_WHAT YOU ARE ASKED TO DO:_ Convert the items below into a numbered list with one entry per line, skipping any blank lines. Leave the pictures out of your answer.

_Data listing:_
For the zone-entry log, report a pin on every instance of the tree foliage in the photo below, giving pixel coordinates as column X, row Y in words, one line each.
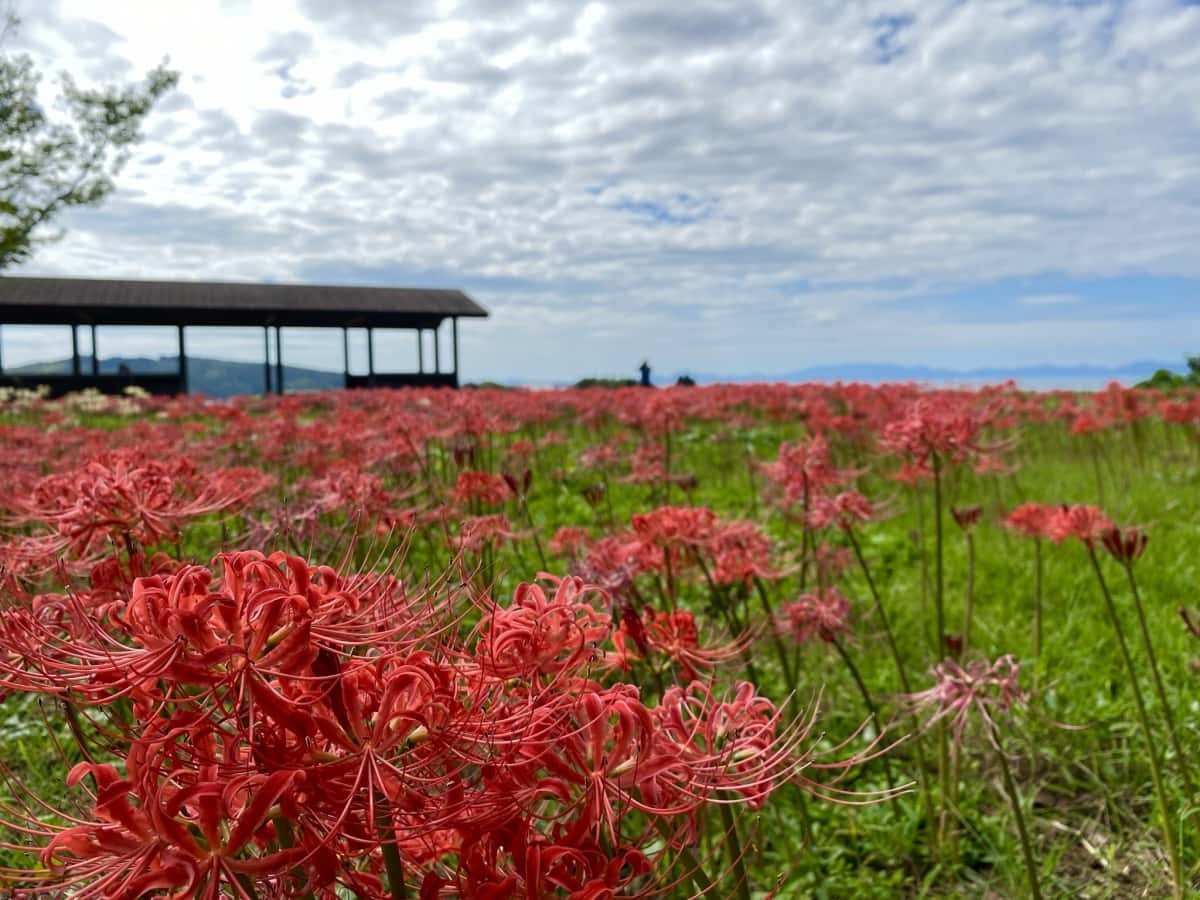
column 49, row 165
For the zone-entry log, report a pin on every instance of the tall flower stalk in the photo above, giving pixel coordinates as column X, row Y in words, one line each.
column 1087, row 523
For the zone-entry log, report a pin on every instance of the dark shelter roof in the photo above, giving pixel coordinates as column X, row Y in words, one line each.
column 25, row 300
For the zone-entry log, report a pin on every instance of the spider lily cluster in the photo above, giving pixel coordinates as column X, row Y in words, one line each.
column 265, row 695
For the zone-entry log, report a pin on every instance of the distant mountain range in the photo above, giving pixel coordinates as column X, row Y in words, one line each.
column 1035, row 377
column 222, row 378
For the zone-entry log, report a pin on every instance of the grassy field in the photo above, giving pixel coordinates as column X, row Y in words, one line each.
column 373, row 483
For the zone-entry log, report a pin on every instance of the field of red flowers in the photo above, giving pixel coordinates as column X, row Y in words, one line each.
column 730, row 642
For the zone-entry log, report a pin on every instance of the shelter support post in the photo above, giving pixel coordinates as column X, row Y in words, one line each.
column 346, row 357
column 279, row 360
column 267, row 359
column 183, row 360
column 370, row 357
column 454, row 335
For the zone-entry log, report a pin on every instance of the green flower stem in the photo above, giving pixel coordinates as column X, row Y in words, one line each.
column 1014, row 801
column 1173, row 850
column 1182, row 757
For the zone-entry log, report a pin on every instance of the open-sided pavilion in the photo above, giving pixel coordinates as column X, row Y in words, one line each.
column 91, row 303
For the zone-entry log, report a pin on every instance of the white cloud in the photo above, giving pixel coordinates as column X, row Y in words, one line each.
column 1050, row 300
column 660, row 175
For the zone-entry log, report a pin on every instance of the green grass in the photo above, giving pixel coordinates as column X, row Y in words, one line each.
column 1075, row 749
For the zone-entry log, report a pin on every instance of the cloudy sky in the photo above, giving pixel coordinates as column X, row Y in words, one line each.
column 744, row 186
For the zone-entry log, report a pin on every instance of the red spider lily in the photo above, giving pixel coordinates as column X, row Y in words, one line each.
column 675, row 527
column 613, row 562
column 803, row 469
column 1126, row 545
column 540, row 634
column 675, row 636
column 845, row 510
column 519, row 485
column 1031, row 520
column 1087, row 523
column 569, row 541
column 979, row 687
column 126, row 496
column 481, row 487
column 823, row 613
column 966, row 517
column 741, row 552
column 480, row 531
column 942, row 426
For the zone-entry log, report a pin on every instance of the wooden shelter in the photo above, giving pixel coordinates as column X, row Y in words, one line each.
column 91, row 303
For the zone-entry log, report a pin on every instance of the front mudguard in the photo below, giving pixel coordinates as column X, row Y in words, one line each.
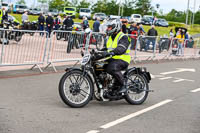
column 140, row 70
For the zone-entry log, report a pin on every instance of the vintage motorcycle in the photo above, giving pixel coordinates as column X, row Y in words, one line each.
column 76, row 87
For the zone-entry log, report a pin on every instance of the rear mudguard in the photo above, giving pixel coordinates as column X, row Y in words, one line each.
column 77, row 69
column 139, row 70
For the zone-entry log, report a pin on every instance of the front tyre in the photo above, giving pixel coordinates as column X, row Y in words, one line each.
column 137, row 89
column 75, row 89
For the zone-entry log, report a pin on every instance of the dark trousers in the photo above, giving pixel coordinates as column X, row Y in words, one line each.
column 49, row 30
column 114, row 68
column 41, row 28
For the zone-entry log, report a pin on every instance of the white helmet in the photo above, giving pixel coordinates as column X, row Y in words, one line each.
column 115, row 26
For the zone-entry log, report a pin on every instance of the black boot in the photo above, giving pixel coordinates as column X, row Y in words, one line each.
column 122, row 89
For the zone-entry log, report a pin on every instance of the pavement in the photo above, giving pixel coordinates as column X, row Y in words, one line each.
column 30, row 103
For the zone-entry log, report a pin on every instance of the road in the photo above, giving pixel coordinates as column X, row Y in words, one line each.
column 31, row 104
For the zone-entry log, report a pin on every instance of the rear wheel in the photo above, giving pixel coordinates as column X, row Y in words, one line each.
column 137, row 89
column 75, row 89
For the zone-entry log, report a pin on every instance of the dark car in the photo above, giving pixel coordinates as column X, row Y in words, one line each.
column 34, row 11
column 161, row 22
column 102, row 16
column 147, row 20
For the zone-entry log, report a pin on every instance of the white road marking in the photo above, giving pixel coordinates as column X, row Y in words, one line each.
column 196, row 90
column 179, row 70
column 178, row 80
column 165, row 78
column 113, row 123
column 93, row 131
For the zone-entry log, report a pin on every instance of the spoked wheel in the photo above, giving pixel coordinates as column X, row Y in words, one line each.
column 137, row 89
column 58, row 36
column 75, row 89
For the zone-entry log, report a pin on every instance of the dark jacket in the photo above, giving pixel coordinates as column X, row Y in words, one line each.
column 49, row 21
column 96, row 26
column 41, row 20
column 68, row 22
column 152, row 32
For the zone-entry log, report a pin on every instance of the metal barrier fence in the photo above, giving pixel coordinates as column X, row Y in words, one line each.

_ANSWER TO THE PROBLEM:_
1. For the zone-entry log, report a pin on every instance of the tree foliage in the photo below, giving pixel coordinates as column X, row Y in words, one line each.
2. column 49, row 165
3. For the zone-entry log, report a pin on every instance of the tall flower stalk in the photo above, giving pixel coordinates as column X, row Y in words, one line each.
4. column 1087, row 523
5. For the zone-entry log, report a pin on every instance of the dark shelter roof in the photo above, giving pixel coordinates as column X, row Y in words, one line each.
6. column 25, row 300
7. For the zone-entry log, report a pin on every instance of the spider lily cluster in the photo above, giving pixel coordinates as column X, row Y in words, one line each.
8. column 265, row 695
9. For the zone-entry log, report a pin on every instance of the distant mountain range in the photo above, giving pixel coordinates as column X, row Y in words, one line each.
10. column 1035, row 377
11. column 222, row 378
12. For the zone-entry log, report a pin on every instance of the grassy field in the photo above, giving pixel coordinates as column X, row Y in words, one line each.
13. column 373, row 483
14. For the zone-entry log, report a pin on every instance of the field of red flowers in the photo above, giving pixel coordinates as column X, row Y in words, one line each.
15. column 730, row 642
16. For the zone-entry log, report a pin on every instance of the shelter support post in the photo above, giving pixel coordinates as column X, row Y in words, one line each.
17. column 346, row 357
18. column 279, row 360
19. column 267, row 359
20. column 183, row 360
21. column 370, row 357
22. column 454, row 335
23. For the zone-entry log, report a pin on every instance of the green flower stem in the photo above, giving pixel coordinates as column X, row Y in words, one line each.
24. column 1014, row 801
25. column 1173, row 850
26. column 1182, row 757
27. For the zone-entry log, report a pin on every instance of the open-sided pavilion in the photo above, giving pixel coordinates as column X, row Y in words, one line each.
28. column 91, row 303
29. For the zone-entry log, report a pin on every instance of the white cloud in the photo above, giving pixel coordinates as column X, row Y in words, one line each.
30. column 1050, row 300
31. column 660, row 175
32. For the zone-entry log, report a pin on every instance of the green grass in the photo above, giving pixel coordinates as column X, row Y in words, one line each.
33. column 1075, row 749
34. For the zone-entry log, report a pin on every instance of the cloudy sky in the photo above, giving pixel coordinates as column X, row Y in words, one line each.
35. column 744, row 186
36. For the zone-entry log, report a pin on every instance of the red spider lily in the photo above, giving pixel coordinates as column X, row Y in words, one line each.
37. column 675, row 527
38. column 613, row 562
39. column 803, row 469
40. column 1126, row 545
41. column 540, row 634
42. column 675, row 636
43. column 845, row 510
44. column 519, row 485
45. column 1031, row 520
46. column 1087, row 523
47. column 569, row 541
48. column 979, row 687
49. column 126, row 496
50. column 481, row 487
51. column 823, row 613
52. column 966, row 517
53. column 741, row 552
54. column 480, row 531
55. column 942, row 426
56. For the zone-entry log, report a pin on every instance of the wooden shelter in the photo above, giving pixel coordinates as column X, row Y in words, one line each.
57. column 91, row 303
58. For the zone-entry log, report a pin on every instance of the front mudguard in the photo below, giving pixel coordinates as column X, row Y in words, one line each.
59. column 140, row 70
60. For the zone-entry log, report a pin on every instance of the vintage motorcycle in the photo above, giving pixel coordinates as column X, row Y in words, one line each.
61. column 76, row 87
62. For the zone-entry log, report a pin on every instance of the rear mudguard in the photo above, giving pixel coordinates as column X, row Y in words, one line each.
63. column 77, row 69
64. column 139, row 70
65. For the zone-entry log, report a pin on every instance of the front tyre in the photo above, giving pixel coordinates as column X, row Y in words, one line each.
66. column 137, row 89
67. column 75, row 89
68. For the zone-entry log, report a pin on every instance of the dark trousers in the photo above, giving pixel coordinates as column X, row Y in words, one line each.
69. column 49, row 30
70. column 114, row 68
71. column 41, row 28
72. For the zone-entry log, report a pin on every instance of the white helmet in the photo above, giving pixel coordinates as column X, row Y in words, one line each.
73. column 115, row 26
74. For the zone-entry log, report a pin on every instance of the black boot in the photo above, giving pixel coordinates as column X, row Y in words, one line each.
75. column 122, row 89
76. For the zone-entry log, report a pin on every instance of the pavement in the photo above, giving pixel coordinates as column X, row Y in words, one line each.
77. column 30, row 103
78. For the zone-entry log, report a pin on every instance of the road in the photo above, giving pixel coordinates as column X, row Y in words, one line each.
79. column 31, row 104
80. For the zone-entry log, report a pin on every instance of the rear wheel in the photo above, giving pixel coordinates as column X, row Y in words, one line each.
81. column 137, row 89
82. column 75, row 89
83. For the zone-entry log, report a pin on every instance of the dark car in the photo above, giving pixel coordinates as column X, row Y in words, one line each.
84. column 34, row 11
85. column 161, row 22
86. column 102, row 16
87. column 147, row 20
88. For the zone-entry log, report a pin on every instance of the white road marking in the photo above, giving pixel coordinates as column X, row Y in words, one line each.
89. column 196, row 90
90. column 179, row 70
91. column 178, row 80
92. column 165, row 78
93. column 113, row 123
94. column 93, row 131
95. For the zone-entry log, report a pin on every instance of the spoked wheel in the photo above, giving pixel coordinates as column X, row Y in words, one line each.
96. column 137, row 89
97. column 58, row 36
98. column 75, row 89
99. For the zone-entry log, report a pin on every instance of the dark jacket in the photo above, giving pixel coordinates as column X, row Y in words, one line each.
100. column 49, row 21
101. column 96, row 26
102. column 41, row 20
103. column 68, row 22
104. column 152, row 32
105. For the zone-entry log, report a pin on every instance of the metal barrier fence in the photo above, giving pixel coordinates as column X, row Y in words, one line each.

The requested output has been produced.